Task objective:
Reproduce the listing below verbatim, from its first line through the line that holds "point(446, 311)", with both of those lines included.

Exercise data:
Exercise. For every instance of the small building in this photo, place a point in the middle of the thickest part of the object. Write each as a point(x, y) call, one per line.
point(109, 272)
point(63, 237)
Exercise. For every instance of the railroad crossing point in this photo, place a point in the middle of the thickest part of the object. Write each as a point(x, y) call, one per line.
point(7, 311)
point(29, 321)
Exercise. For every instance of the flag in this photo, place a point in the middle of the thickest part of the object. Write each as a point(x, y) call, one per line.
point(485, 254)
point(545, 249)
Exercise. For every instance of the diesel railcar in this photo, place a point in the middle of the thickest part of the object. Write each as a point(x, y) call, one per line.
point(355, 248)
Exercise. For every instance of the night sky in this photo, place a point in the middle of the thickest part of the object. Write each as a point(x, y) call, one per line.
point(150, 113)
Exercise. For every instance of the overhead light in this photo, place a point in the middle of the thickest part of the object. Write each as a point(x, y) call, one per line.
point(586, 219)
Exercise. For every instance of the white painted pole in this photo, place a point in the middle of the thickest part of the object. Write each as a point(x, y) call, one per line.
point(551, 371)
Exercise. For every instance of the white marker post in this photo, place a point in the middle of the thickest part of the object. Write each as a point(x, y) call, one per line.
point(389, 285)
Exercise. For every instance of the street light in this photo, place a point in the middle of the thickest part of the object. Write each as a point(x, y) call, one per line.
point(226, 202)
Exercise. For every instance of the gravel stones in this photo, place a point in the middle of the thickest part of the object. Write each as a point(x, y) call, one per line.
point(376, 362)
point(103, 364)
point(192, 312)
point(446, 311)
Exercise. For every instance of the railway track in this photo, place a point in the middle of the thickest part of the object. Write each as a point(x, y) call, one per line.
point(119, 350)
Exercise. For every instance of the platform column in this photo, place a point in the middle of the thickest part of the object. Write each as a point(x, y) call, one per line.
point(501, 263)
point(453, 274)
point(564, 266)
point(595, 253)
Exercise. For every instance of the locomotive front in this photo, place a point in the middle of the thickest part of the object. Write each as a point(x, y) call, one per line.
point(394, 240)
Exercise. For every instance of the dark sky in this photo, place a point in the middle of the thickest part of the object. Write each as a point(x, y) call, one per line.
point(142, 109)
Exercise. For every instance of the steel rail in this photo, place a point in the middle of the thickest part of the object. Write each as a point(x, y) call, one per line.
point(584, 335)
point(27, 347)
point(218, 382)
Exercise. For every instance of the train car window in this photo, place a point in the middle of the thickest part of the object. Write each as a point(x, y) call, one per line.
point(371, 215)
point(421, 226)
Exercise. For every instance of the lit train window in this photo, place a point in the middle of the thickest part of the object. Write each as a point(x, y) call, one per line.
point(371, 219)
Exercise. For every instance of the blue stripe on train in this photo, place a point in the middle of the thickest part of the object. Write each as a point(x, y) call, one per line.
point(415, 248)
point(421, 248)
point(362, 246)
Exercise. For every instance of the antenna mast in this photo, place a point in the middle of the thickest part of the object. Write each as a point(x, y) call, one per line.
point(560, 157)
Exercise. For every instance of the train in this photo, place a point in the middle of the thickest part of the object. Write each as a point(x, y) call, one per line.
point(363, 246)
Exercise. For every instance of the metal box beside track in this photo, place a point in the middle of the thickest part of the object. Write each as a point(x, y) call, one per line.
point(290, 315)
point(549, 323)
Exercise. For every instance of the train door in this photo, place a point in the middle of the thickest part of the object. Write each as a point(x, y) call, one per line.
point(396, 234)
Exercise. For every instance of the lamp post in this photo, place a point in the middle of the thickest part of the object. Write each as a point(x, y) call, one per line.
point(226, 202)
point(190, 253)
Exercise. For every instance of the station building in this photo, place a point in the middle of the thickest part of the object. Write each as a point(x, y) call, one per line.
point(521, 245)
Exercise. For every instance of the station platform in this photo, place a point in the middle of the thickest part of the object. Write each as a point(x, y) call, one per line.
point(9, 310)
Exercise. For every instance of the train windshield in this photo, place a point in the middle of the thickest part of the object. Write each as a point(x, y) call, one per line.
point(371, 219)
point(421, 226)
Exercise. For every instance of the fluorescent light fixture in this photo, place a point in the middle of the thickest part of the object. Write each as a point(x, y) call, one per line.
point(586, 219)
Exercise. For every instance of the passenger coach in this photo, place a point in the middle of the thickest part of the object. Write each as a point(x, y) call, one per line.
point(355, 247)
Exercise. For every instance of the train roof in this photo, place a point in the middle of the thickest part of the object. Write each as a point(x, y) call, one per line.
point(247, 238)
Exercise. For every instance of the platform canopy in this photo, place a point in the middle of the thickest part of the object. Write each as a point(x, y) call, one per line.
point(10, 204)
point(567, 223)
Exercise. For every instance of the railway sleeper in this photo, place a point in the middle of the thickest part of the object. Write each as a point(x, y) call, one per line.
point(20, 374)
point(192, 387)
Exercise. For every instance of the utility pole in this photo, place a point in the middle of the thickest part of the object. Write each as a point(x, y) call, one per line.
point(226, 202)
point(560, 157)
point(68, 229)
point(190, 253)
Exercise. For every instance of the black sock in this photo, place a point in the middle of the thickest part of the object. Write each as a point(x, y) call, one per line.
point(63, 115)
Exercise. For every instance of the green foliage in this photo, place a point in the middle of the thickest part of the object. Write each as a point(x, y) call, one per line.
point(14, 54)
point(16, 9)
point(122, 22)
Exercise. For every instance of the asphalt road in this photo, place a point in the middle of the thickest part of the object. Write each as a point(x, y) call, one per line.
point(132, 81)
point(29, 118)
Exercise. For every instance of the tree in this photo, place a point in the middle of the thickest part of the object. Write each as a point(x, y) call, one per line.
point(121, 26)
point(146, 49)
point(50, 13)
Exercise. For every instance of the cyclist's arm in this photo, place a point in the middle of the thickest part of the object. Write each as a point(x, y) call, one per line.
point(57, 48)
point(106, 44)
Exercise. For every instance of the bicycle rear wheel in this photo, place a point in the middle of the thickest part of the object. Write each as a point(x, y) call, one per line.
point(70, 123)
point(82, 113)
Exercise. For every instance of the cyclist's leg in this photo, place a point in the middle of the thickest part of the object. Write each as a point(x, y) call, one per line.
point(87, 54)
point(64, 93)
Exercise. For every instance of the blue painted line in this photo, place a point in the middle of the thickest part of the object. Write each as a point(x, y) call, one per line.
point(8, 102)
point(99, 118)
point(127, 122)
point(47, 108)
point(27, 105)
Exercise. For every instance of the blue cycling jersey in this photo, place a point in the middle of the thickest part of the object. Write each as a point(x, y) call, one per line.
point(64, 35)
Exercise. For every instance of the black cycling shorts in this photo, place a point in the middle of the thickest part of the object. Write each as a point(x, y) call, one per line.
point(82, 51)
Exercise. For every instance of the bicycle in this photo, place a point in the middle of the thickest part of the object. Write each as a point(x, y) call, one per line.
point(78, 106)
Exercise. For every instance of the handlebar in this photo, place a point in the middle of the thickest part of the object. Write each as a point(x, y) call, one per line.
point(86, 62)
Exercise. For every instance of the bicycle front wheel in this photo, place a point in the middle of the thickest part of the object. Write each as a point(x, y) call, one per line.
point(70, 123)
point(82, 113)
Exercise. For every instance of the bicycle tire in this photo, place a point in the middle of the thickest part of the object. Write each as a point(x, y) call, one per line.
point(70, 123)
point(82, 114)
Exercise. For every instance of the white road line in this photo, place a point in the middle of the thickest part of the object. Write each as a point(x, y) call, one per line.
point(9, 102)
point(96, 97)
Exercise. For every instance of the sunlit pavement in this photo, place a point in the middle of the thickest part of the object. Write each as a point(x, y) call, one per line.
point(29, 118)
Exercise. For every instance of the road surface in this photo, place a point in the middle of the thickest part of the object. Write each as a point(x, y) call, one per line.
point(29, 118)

Reply:
Exercise. For every instance of the small building in this photo, place a point in the middle of the thickest part of the object. Write each as a point(x, y) call, one per line.
point(109, 272)
point(63, 237)
Exercise. For every instance of the railroad crossing point in this photo, place a point in the middle of the thickest part of the object. Write each as a point(x, y) call, one per line.
point(7, 311)
point(29, 321)
Exercise. For every instance of the flag in this photo, place a point in the middle of the thickest part of the object. Write each as a point(x, y) call, one per line.
point(485, 254)
point(545, 249)
Exercise. For every instance of the diesel railcar in this photo, place a point in the middle of the thickest part of the object. Write each as a point(x, y) call, one per line.
point(355, 248)
Exercise. For every instance of the night sky in this photo, place a point in the middle of the thickest part of the object. Write each as a point(x, y) call, one per line.
point(150, 113)
Exercise. For every instance of the overhead light in this photo, place a point in the middle of the thickest part of the object. Write each as a point(x, y) call, one per line.
point(586, 219)
Exercise. For every instance of the white painted pole in this photo, place a point in the middle of the thickest part of the object. Write each as a point(x, y) call, one per line.
point(551, 371)
Exercise. For every instance of the white marker post in this photo, place a point in the middle of the thickest part of the object. Write each as a point(x, y) call, one per line.
point(389, 285)
Exercise. For every instance of the street light in this photo, place a point in the middle of the thickest part of the object. Write each as a point(x, y) call, one per line.
point(226, 202)
Exercise. For every instance of the gravel stones in this photo, place a point in the middle of the thickest part of the object. Write each as a point(x, y) call, one per line.
point(376, 362)
point(103, 364)
point(192, 312)
point(446, 311)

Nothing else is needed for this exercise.